### Directions for this task
Pick out every line in the rows below that contains the word "helmet" and copy each one in full. Case counts.
BEGIN Input for this task
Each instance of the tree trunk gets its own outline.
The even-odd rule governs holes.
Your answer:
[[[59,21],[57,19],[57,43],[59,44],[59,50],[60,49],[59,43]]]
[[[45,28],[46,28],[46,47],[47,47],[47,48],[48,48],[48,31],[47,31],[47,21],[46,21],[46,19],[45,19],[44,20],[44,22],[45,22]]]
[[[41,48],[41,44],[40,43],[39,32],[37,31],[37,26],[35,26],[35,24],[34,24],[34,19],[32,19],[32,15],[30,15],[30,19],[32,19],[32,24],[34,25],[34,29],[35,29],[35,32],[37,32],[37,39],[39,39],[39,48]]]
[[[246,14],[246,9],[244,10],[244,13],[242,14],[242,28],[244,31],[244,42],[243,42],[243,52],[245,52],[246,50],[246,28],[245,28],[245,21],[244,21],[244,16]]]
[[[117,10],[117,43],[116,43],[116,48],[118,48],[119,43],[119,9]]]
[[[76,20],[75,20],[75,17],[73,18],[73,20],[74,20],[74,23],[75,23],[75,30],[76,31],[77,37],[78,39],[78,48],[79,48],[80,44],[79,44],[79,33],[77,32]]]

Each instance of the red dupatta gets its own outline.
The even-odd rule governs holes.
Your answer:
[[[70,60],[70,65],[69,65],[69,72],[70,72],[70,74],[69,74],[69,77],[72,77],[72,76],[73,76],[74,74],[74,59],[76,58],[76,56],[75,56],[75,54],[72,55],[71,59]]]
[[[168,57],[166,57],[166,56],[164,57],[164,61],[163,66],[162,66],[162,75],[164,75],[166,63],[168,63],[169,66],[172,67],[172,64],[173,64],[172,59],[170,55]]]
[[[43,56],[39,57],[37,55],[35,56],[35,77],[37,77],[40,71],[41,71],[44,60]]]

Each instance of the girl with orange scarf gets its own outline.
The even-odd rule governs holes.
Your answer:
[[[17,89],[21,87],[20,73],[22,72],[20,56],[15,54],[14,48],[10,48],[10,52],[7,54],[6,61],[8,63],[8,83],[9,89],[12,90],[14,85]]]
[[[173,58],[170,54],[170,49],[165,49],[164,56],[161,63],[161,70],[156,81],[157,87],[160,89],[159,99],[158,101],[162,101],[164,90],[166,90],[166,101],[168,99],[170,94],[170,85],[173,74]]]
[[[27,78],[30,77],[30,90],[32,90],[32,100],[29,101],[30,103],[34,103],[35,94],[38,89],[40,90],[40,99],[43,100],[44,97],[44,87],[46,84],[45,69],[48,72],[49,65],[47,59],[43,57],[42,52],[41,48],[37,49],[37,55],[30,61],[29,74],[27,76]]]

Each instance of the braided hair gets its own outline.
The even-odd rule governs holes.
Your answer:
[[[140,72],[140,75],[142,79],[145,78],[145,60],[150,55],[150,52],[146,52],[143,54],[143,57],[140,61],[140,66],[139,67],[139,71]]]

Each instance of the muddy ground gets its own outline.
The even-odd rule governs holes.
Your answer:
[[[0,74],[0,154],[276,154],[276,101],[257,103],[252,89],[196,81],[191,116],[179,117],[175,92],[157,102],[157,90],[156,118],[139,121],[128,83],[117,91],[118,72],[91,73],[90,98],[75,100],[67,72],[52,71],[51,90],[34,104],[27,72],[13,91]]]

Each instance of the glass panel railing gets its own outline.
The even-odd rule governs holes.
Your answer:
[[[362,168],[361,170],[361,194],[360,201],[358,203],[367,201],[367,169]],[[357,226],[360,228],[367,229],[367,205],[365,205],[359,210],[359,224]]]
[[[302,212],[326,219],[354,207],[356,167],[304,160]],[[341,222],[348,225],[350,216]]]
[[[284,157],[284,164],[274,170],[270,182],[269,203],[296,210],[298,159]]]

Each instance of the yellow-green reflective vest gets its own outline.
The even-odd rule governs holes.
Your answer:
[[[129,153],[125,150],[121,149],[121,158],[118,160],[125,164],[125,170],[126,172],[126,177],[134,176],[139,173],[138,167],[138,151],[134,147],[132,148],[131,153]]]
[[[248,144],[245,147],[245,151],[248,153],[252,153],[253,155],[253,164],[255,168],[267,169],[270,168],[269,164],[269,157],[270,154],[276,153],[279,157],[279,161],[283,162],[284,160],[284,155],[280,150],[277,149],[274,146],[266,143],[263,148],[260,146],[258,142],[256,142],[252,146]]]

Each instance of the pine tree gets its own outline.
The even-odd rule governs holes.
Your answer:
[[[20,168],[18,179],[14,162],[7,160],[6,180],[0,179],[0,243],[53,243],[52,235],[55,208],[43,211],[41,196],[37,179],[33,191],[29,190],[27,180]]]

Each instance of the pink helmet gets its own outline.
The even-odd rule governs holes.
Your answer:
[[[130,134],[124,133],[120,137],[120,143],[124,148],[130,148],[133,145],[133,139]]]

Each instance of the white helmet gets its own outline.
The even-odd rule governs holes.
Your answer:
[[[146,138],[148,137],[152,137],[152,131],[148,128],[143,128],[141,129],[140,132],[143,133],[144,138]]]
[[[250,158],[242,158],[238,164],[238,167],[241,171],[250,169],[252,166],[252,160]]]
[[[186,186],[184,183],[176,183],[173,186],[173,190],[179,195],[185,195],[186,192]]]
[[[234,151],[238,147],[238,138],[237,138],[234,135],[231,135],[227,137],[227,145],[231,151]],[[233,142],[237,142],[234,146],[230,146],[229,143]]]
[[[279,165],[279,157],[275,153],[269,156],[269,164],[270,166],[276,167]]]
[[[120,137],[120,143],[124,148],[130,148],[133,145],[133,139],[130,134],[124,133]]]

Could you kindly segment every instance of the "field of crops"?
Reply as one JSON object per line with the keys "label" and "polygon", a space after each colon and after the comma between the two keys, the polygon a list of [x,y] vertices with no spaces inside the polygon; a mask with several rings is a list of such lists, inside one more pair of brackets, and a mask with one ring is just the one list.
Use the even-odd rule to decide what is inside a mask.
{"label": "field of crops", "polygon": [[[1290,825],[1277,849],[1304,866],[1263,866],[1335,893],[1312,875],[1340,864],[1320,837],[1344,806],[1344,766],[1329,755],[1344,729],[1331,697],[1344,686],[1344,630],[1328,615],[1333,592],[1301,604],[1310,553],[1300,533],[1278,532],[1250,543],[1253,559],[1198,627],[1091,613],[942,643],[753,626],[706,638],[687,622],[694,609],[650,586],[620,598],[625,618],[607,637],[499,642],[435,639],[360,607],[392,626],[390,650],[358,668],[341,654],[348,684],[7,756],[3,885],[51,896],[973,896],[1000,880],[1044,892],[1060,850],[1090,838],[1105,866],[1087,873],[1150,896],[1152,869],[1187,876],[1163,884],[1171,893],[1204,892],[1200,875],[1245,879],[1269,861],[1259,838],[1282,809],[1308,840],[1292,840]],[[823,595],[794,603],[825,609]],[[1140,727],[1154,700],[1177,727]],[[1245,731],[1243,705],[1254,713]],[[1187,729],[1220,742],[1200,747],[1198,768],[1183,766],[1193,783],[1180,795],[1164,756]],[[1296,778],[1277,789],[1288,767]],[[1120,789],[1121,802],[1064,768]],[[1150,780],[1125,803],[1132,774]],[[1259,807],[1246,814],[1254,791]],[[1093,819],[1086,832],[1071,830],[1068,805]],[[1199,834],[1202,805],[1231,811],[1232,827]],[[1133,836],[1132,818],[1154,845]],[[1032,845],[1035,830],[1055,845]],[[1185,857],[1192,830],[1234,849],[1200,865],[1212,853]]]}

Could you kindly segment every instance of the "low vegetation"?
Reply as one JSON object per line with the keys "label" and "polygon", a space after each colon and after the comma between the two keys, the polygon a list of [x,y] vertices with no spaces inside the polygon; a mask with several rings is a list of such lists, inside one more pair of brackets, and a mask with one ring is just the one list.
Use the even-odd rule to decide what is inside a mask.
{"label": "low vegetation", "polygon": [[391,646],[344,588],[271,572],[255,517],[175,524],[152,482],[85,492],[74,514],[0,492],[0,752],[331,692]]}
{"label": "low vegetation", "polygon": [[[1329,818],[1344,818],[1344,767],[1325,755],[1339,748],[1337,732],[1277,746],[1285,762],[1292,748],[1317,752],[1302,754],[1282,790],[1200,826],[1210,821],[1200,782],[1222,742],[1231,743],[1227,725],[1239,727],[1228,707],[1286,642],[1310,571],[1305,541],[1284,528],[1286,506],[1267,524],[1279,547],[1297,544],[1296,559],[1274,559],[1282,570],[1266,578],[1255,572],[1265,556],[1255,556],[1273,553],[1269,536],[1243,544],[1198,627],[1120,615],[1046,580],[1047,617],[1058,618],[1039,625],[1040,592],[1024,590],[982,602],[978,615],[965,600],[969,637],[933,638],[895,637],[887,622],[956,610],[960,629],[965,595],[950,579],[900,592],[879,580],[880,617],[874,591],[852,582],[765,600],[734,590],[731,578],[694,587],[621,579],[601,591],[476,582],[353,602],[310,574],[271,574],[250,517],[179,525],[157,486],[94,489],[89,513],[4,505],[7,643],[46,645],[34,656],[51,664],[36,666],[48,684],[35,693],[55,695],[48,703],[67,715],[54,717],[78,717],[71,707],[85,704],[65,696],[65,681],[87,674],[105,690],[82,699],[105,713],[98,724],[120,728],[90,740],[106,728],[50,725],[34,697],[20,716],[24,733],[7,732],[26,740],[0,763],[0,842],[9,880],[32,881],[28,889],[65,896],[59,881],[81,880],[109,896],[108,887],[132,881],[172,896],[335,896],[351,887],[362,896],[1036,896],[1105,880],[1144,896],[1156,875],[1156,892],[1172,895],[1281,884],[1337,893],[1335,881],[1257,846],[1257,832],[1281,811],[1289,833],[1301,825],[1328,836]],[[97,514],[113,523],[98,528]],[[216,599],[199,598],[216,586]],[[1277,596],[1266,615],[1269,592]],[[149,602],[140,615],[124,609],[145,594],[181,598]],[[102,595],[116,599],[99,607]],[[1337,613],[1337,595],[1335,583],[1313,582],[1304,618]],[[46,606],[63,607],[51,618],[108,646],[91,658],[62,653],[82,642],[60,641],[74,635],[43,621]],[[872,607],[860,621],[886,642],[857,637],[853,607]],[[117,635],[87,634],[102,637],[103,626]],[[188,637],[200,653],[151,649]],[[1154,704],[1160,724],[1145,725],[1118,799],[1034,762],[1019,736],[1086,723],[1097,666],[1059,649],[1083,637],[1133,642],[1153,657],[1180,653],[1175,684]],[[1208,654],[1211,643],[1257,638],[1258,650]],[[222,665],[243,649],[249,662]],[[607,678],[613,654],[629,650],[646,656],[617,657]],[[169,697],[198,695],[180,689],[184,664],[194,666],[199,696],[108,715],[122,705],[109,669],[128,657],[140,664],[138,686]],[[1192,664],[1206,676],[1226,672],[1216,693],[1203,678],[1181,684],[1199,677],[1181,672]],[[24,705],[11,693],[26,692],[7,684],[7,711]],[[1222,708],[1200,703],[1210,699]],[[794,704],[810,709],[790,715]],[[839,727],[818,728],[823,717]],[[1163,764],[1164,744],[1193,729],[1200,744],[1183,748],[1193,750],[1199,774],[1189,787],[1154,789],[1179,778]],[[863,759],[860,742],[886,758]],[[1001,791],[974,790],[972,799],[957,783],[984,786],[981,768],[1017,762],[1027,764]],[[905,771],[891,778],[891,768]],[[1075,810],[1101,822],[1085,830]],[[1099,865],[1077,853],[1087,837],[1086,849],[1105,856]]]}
END Input for this task
### The solution
Each instance of the pink helmet gets its own outline.
Each instance of the white helmet gets its own outline.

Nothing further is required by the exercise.